## [What this exercise asks]
(1) Answer these questions from the DeKalb County rate article:
(a) By what percentage would the residential garbage and recycling rate rise?
(b) By what date must commissioners approve the increase for it to be added to this year's tax rolls?
(c) What is the estimated cost of the repairs at the Scott Candler Water Treatment Plant?
(2) Rewrite the stretch of the DeKalb County rate article from "DeKalb County residents" through "told commissioners Thursday.", swapping "commissioners" for "board members".
(3) In one to three sentences, explain why the county is seeking swift approval of the increase, according to the DeKalb County rate article.

## [Selected excerpt]
= = = = =

DeKalb County residents could face steeper bills for garbage and recycling pickup starting in August if commissioners approve the first rate increase in at least 20 years.
County officials have asked for a 19% residential rate increase, from $265 per year to $315, to cover a persistent shortfall between revenue and the cost of collection.
“The gist of this whole thing really is that we really need to get ourselves out of the red,” Public Works Director Richard Lemke told commissioners Thursday.
The county is seeking swift approval. Commissioners must approve the increase by July 9 if it is to be added to the tax rolls this year, leaving little time for public feedback.
The proposed fee increase comes two weeks after Chief Executive Officer Michael Thurmond asked commissioners to approve a water and sewer rate increase to pay for improvements at the Scott Candler Water Treatment Plant. Those repairs are estimated at $250 million, but Thurmond has not said how much of a rate increase he’ll seek, despite telling commissioners they would have a full plan by this week.

= = = = =

Collected data:

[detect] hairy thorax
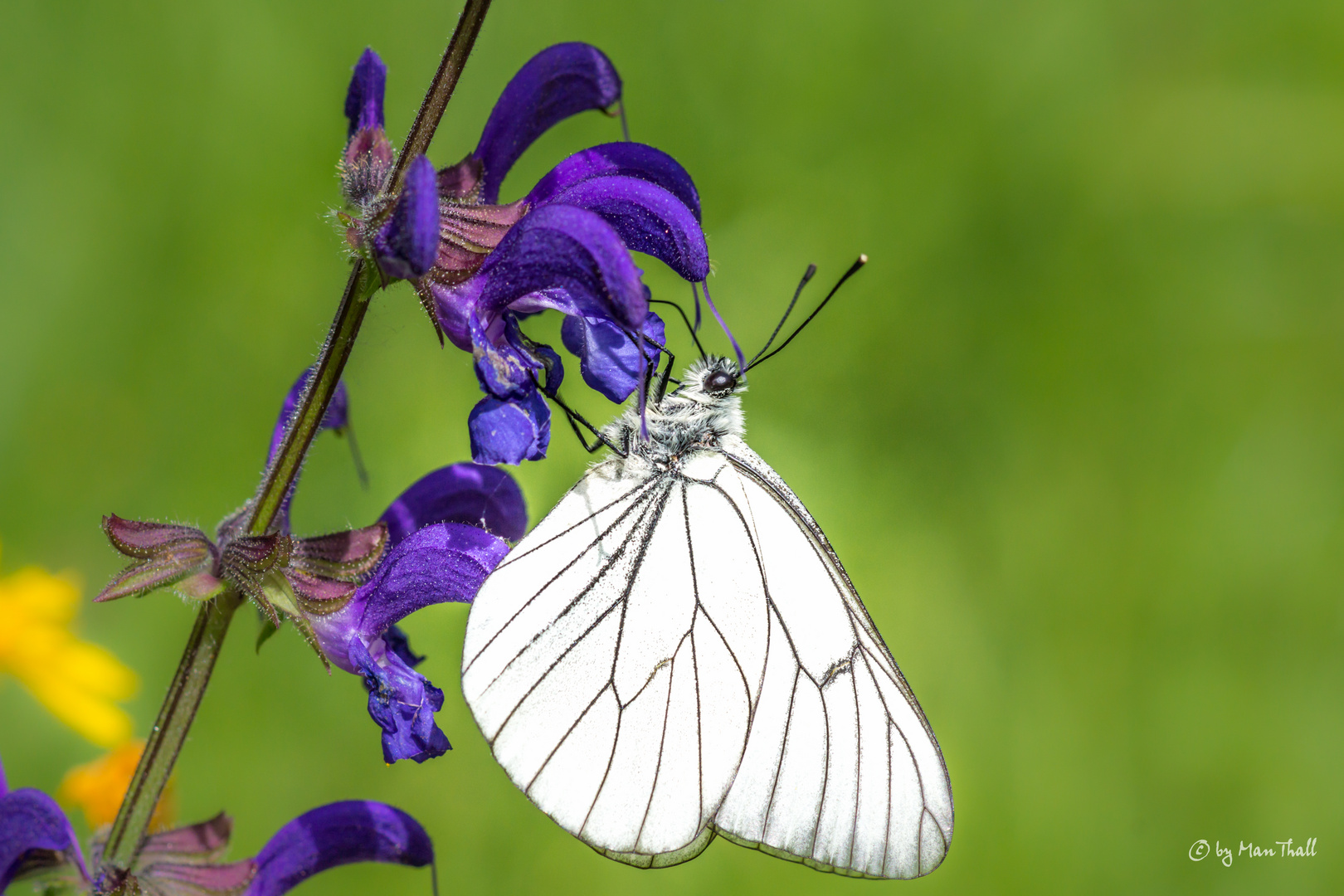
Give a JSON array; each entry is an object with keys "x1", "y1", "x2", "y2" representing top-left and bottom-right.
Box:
[{"x1": 602, "y1": 356, "x2": 743, "y2": 466}]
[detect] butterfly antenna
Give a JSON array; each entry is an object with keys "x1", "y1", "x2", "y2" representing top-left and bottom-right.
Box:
[
  {"x1": 747, "y1": 265, "x2": 817, "y2": 367},
  {"x1": 700, "y1": 280, "x2": 747, "y2": 373},
  {"x1": 343, "y1": 421, "x2": 368, "y2": 492},
  {"x1": 616, "y1": 100, "x2": 631, "y2": 143},
  {"x1": 742, "y1": 256, "x2": 869, "y2": 373},
  {"x1": 645, "y1": 298, "x2": 704, "y2": 358}
]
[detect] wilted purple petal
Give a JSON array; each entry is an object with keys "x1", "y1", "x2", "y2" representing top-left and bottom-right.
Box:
[
  {"x1": 345, "y1": 47, "x2": 387, "y2": 139},
  {"x1": 472, "y1": 43, "x2": 621, "y2": 204},
  {"x1": 468, "y1": 312, "x2": 544, "y2": 399},
  {"x1": 246, "y1": 801, "x2": 434, "y2": 896},
  {"x1": 475, "y1": 206, "x2": 649, "y2": 329},
  {"x1": 349, "y1": 638, "x2": 453, "y2": 764},
  {"x1": 555, "y1": 174, "x2": 709, "y2": 282},
  {"x1": 466, "y1": 392, "x2": 551, "y2": 464},
  {"x1": 380, "y1": 464, "x2": 527, "y2": 547},
  {"x1": 0, "y1": 787, "x2": 89, "y2": 892},
  {"x1": 373, "y1": 156, "x2": 440, "y2": 280},
  {"x1": 561, "y1": 312, "x2": 667, "y2": 404},
  {"x1": 527, "y1": 143, "x2": 700, "y2": 221}
]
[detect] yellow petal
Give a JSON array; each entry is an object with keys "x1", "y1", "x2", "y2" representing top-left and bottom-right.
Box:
[{"x1": 56, "y1": 740, "x2": 176, "y2": 830}]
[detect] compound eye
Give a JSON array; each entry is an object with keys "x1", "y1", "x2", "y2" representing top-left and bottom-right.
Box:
[{"x1": 704, "y1": 371, "x2": 738, "y2": 392}]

= = = = =

## [Task solutions]
(1)
(a) 19%
(b) July 9
(c) $250 million

(2)
DeKalb County residents could face steeper bills for garbage and recycling pickup starting in August if board members approve the first rate increase in at least 20 years.
County officials have asked for a 19% residential rate increase, from $265 per year to $315, to cover a persistent shortfall between revenue and the cost of collection.
“The gist of this whole thing really is that we really need to get ourselves out of the red,” Public Works Director Richard Lemke told board members Thursday.

(3) Commissioners must approve the increase by July 9 if it is to be added to the tax rolls this year.